• **제시된 과제**: 아래 기록에서 "flag"라는 단어가 포함된 줄을 모두 반환하세요. 대소문자는 구분합니다.

• **제시 자료**:
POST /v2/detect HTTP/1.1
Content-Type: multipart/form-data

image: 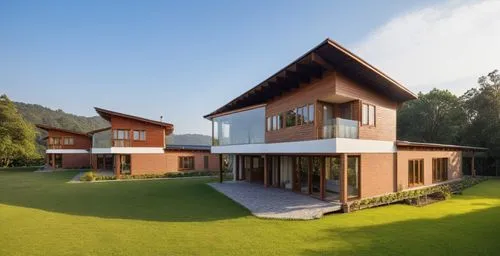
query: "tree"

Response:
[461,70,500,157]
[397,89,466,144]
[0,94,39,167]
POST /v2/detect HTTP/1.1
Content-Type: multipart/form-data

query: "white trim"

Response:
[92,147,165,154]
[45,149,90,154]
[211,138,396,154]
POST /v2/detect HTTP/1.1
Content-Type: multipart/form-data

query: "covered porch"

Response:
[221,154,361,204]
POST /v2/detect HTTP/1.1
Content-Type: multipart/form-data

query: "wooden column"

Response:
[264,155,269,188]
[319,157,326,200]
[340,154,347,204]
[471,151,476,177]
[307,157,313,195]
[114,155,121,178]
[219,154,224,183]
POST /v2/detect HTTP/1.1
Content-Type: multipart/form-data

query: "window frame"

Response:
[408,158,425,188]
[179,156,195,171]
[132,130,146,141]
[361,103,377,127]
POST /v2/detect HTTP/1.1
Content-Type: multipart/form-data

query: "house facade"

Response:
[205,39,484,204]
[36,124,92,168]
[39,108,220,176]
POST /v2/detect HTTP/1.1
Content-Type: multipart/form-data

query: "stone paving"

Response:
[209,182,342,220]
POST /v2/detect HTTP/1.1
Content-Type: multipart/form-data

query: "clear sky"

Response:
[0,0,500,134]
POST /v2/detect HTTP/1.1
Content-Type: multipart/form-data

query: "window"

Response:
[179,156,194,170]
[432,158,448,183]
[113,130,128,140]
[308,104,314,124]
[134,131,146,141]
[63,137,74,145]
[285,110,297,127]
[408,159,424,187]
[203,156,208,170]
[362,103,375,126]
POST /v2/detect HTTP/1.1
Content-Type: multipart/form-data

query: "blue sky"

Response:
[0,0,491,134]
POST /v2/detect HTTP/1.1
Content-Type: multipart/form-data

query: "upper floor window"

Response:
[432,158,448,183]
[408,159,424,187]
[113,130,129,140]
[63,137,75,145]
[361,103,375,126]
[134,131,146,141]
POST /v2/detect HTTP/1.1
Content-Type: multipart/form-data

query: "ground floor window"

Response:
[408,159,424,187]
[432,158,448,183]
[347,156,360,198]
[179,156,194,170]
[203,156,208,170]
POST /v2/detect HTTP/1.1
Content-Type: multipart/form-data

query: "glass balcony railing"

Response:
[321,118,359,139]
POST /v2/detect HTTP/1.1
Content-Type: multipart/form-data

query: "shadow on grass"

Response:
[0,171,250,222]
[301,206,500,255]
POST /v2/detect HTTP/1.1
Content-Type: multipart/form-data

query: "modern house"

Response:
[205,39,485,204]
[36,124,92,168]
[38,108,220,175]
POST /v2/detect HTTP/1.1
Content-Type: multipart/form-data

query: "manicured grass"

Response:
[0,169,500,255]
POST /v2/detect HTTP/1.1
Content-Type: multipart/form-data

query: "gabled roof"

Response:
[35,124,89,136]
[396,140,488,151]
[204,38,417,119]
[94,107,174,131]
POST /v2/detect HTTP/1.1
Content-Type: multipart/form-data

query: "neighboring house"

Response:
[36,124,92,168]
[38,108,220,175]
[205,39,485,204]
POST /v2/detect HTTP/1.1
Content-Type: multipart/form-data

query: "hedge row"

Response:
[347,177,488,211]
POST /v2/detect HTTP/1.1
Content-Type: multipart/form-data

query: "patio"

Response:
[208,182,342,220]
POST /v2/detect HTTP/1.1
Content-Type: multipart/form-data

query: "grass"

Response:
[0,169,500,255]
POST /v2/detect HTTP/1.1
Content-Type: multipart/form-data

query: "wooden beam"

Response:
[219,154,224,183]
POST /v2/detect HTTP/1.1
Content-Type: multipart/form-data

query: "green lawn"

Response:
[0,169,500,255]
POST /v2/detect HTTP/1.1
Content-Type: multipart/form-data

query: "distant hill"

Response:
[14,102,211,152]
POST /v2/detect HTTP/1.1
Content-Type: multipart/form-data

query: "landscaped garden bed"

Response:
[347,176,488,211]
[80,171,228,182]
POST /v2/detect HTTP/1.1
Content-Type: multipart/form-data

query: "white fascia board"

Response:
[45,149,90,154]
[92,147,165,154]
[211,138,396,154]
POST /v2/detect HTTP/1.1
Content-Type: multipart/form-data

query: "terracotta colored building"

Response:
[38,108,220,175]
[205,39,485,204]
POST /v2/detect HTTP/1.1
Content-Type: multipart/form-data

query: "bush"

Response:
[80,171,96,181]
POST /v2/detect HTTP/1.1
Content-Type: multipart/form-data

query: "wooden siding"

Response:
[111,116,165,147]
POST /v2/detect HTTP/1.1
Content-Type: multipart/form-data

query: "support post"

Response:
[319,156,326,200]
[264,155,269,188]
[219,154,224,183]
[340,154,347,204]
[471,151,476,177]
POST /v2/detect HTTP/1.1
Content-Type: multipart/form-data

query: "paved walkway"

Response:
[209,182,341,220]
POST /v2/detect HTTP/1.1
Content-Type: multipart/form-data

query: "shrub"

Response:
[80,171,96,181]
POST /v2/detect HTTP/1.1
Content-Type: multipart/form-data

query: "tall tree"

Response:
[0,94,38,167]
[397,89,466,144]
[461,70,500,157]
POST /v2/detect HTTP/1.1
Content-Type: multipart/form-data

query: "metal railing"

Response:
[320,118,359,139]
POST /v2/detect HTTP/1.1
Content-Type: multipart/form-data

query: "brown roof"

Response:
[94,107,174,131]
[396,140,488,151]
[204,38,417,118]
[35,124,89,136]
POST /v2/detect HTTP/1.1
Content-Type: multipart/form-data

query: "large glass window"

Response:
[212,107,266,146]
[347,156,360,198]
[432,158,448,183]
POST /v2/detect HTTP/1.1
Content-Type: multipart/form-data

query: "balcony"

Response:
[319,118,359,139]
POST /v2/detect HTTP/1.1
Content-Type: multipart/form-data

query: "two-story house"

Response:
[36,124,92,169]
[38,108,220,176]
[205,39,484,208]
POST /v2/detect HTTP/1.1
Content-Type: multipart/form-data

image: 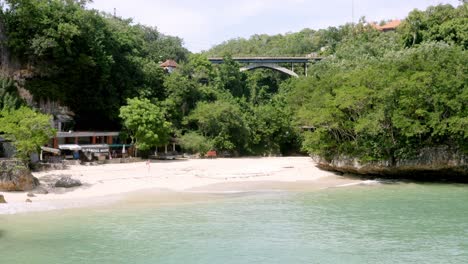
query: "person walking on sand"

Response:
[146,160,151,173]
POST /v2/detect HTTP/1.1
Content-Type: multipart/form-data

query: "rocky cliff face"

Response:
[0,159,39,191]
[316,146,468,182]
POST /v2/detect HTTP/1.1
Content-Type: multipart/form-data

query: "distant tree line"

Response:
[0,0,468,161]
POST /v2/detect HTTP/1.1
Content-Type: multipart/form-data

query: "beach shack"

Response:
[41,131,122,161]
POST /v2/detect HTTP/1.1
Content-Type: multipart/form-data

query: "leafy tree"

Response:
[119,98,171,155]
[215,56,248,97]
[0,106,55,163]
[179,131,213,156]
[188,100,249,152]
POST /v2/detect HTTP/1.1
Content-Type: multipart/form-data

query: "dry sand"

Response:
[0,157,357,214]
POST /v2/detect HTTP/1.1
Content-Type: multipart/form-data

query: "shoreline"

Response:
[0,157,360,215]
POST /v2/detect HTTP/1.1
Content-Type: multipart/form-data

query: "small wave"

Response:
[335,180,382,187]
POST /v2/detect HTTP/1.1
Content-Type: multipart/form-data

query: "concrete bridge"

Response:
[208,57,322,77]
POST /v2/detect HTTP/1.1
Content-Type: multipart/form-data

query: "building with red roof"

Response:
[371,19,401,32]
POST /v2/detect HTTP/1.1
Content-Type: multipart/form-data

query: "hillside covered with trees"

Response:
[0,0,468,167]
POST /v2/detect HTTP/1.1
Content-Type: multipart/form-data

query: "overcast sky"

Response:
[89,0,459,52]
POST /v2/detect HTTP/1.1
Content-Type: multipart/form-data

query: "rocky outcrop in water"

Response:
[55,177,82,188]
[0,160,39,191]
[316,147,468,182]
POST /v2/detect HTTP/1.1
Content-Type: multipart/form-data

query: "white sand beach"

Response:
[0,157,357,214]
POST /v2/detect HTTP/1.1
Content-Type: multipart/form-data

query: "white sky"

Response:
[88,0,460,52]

...

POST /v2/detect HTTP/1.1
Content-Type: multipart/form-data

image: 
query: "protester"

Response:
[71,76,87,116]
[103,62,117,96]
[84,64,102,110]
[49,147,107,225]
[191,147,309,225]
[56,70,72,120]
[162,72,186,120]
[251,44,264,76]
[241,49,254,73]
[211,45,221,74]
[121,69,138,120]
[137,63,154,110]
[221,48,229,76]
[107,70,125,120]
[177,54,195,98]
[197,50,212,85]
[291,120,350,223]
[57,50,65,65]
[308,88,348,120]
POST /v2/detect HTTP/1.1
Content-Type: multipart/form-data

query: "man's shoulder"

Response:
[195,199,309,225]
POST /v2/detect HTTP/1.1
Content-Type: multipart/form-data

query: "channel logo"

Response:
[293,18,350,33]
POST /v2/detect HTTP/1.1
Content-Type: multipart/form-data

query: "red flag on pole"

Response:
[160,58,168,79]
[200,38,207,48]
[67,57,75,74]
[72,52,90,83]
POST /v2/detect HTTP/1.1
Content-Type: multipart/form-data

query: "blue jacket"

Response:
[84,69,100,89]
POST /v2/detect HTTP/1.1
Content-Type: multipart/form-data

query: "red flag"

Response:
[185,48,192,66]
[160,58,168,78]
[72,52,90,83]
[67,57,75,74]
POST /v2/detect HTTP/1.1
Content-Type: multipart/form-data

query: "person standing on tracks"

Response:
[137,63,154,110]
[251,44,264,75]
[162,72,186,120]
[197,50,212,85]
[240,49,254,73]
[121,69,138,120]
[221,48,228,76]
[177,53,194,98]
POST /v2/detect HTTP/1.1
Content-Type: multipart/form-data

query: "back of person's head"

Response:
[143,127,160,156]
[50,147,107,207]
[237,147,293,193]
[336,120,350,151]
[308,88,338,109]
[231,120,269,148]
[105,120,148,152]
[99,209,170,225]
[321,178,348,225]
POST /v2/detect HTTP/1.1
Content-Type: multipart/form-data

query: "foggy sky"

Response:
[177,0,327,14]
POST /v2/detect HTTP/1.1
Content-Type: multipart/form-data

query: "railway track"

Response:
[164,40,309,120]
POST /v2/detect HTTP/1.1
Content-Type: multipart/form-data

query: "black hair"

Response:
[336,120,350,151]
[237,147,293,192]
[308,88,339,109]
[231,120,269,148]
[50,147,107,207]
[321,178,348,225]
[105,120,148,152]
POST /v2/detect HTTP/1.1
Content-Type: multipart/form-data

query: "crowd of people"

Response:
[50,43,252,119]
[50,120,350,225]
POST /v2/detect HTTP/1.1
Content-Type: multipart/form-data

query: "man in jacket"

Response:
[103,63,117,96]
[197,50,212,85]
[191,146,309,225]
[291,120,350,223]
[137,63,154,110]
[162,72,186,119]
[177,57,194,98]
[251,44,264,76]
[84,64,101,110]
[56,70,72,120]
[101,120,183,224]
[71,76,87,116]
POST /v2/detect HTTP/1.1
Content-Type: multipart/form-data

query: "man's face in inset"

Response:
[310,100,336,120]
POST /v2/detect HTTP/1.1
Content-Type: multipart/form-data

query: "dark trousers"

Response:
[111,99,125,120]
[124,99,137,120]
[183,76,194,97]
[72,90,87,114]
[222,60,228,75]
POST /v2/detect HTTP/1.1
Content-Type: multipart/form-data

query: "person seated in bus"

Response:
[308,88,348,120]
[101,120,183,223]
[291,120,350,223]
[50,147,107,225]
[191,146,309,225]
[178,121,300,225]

• **과제 응답**:
query: "red flag on pole"
query: "red flag"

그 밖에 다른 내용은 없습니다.